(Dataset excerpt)
+++

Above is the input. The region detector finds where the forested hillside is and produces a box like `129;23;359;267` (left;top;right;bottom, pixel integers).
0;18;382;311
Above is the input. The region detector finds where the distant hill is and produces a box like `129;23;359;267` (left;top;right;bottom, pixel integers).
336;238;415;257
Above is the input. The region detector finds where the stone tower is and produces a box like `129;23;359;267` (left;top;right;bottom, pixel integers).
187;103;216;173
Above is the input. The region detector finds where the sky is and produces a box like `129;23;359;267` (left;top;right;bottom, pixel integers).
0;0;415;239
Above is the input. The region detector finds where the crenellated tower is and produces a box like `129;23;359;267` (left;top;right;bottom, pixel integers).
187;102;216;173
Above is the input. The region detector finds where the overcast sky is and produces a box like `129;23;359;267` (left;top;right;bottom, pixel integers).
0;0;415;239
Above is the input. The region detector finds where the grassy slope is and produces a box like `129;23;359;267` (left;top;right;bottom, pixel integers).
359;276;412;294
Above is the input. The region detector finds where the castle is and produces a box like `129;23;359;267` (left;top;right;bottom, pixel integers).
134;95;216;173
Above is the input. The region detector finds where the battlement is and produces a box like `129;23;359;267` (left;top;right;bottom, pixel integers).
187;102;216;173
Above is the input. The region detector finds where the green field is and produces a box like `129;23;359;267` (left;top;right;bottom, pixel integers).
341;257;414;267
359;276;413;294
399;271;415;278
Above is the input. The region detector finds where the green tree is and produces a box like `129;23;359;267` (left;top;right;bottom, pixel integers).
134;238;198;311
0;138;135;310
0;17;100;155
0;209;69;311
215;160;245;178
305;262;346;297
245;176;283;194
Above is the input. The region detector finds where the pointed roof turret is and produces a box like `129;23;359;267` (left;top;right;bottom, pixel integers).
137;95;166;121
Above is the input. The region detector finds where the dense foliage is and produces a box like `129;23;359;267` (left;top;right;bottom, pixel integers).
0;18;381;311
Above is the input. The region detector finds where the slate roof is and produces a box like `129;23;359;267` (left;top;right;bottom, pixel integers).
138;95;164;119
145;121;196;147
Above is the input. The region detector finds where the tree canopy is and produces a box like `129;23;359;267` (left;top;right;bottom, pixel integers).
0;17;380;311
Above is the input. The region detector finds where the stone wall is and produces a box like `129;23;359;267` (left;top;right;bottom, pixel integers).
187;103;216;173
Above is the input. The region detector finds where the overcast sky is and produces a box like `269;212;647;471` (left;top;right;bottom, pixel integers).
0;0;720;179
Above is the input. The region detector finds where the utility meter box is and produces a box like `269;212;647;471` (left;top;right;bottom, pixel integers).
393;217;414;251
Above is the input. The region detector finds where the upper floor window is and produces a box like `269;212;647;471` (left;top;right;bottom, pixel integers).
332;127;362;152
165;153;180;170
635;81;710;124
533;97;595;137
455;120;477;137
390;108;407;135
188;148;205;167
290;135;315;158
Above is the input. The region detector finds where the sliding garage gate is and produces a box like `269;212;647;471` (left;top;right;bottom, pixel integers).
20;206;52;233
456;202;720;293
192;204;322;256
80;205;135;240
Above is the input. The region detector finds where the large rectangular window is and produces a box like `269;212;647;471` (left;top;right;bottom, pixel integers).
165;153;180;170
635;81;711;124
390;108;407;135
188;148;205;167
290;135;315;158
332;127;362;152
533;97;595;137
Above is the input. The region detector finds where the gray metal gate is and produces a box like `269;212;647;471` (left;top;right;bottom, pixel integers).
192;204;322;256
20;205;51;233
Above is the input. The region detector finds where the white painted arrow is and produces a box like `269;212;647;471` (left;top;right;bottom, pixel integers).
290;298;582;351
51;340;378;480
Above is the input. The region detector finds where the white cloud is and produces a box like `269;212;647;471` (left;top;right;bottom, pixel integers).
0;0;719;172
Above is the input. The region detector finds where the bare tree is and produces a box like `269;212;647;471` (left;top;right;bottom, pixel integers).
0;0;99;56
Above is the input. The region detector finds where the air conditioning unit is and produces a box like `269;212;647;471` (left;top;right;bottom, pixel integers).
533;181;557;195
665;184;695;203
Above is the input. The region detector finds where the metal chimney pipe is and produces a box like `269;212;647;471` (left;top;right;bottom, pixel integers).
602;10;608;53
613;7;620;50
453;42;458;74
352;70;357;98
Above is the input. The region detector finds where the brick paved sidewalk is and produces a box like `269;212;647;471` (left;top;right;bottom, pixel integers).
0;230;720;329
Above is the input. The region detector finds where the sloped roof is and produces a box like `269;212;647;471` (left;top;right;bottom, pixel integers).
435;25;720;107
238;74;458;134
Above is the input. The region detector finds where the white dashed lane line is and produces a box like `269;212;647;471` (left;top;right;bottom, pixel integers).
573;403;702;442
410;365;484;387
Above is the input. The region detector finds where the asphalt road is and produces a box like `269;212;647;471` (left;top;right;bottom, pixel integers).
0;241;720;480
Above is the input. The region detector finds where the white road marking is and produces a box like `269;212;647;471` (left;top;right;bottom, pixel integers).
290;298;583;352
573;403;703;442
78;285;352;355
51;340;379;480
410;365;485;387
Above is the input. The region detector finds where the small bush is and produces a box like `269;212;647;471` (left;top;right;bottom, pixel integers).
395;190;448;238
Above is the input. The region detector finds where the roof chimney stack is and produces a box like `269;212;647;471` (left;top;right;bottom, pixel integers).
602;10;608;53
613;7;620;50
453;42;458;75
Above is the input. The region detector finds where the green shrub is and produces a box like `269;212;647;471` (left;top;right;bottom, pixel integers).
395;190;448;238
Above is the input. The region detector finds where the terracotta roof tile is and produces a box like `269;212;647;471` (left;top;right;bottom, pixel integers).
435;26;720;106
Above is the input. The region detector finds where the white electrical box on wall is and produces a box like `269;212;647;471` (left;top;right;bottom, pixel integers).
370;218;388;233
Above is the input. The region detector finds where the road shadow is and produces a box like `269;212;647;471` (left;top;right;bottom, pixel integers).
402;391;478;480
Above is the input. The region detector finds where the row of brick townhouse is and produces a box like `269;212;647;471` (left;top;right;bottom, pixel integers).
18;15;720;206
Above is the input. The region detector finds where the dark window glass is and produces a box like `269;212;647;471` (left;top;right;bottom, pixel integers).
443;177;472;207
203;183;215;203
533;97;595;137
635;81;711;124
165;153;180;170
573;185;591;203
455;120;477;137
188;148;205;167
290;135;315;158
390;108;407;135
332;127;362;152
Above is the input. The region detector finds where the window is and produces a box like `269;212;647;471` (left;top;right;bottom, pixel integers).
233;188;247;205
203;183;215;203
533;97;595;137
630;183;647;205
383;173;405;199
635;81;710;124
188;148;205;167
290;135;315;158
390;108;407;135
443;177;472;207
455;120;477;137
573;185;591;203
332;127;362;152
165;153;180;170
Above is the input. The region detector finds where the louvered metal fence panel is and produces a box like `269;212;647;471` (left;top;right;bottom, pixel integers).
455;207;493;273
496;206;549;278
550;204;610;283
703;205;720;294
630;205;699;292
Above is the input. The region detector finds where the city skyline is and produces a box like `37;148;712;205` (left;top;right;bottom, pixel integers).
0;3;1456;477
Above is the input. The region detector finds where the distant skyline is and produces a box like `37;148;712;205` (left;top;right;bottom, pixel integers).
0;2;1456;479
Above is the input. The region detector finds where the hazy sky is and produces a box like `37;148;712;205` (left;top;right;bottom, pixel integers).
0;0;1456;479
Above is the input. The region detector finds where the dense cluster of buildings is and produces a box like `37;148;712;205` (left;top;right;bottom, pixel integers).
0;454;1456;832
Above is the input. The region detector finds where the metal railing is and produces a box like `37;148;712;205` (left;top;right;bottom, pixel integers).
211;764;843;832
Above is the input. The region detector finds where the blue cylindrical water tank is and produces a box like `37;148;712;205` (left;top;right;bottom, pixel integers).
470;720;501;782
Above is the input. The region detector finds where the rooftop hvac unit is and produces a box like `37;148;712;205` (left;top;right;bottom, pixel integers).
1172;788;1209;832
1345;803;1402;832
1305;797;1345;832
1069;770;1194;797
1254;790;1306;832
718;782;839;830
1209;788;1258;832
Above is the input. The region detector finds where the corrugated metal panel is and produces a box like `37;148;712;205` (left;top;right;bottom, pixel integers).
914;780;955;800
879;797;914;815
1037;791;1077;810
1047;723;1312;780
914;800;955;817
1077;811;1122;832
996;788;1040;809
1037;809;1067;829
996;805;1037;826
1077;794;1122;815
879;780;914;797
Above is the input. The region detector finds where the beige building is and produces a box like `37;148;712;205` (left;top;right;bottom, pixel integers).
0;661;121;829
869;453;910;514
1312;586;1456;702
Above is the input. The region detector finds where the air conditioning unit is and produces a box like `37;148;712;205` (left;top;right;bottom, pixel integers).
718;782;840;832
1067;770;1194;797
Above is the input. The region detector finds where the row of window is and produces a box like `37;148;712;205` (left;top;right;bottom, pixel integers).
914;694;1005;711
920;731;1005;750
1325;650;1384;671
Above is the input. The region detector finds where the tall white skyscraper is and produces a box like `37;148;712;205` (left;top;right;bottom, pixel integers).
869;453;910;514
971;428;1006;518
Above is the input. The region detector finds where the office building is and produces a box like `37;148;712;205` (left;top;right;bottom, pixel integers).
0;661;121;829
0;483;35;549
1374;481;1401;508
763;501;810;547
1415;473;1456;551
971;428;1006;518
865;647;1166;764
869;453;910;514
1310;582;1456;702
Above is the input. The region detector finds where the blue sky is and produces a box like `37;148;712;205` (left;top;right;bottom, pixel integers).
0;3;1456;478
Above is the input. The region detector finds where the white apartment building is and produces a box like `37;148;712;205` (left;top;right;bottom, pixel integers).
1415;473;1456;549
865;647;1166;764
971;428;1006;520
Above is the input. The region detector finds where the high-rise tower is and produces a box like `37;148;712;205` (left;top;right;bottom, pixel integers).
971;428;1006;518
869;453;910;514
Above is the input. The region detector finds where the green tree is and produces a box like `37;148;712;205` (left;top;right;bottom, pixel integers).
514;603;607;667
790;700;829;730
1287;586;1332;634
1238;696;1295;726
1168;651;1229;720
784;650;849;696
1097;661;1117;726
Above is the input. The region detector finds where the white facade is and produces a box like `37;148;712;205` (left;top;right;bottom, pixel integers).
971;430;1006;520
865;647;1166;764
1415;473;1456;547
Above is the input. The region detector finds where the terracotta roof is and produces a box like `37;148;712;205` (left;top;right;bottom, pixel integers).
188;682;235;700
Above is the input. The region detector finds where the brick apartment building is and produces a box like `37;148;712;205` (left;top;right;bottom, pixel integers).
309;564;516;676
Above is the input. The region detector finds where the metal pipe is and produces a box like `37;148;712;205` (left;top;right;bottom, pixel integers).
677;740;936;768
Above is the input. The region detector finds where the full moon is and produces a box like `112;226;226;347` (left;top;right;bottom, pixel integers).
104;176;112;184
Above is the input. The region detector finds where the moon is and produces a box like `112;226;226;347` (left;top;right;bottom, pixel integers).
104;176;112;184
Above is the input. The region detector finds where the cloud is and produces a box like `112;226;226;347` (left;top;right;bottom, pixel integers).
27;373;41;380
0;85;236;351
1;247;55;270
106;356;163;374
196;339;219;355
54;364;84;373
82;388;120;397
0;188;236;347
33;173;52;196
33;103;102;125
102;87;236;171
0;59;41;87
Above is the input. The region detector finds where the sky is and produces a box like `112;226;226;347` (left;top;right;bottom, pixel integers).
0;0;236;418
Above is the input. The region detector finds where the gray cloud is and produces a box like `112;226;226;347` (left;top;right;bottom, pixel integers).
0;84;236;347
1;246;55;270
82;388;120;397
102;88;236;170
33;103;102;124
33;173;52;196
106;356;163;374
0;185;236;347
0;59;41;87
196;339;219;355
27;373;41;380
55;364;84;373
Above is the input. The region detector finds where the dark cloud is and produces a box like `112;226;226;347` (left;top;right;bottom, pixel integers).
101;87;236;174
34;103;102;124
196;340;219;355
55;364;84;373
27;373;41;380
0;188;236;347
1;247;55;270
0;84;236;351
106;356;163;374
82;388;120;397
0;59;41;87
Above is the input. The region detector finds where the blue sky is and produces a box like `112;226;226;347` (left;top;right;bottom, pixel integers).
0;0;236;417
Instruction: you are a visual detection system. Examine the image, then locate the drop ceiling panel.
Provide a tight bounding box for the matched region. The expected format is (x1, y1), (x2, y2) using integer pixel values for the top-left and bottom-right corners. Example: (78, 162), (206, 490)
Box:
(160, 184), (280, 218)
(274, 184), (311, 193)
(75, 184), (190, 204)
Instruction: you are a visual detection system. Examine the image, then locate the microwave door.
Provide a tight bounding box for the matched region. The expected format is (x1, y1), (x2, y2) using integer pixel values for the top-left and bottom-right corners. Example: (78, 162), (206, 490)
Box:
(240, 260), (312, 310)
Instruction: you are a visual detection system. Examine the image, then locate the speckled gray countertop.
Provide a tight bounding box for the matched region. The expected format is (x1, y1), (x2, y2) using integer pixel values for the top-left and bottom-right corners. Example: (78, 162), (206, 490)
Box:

+++

JOB:
Express the lines of the material as a JSON list of strings, one string per line and with blank lines omitted, starting at the beginning of the material and ending at the line that contains "0;18;382;311".

RESPONSE TO THIS EXERCISE:
[
  "Above is the input. The region detector finds where the forested hillside is and produces a box like `129;23;359;267` (left;top;right;bottom, pixel integers).",
  "0;18;382;311"
]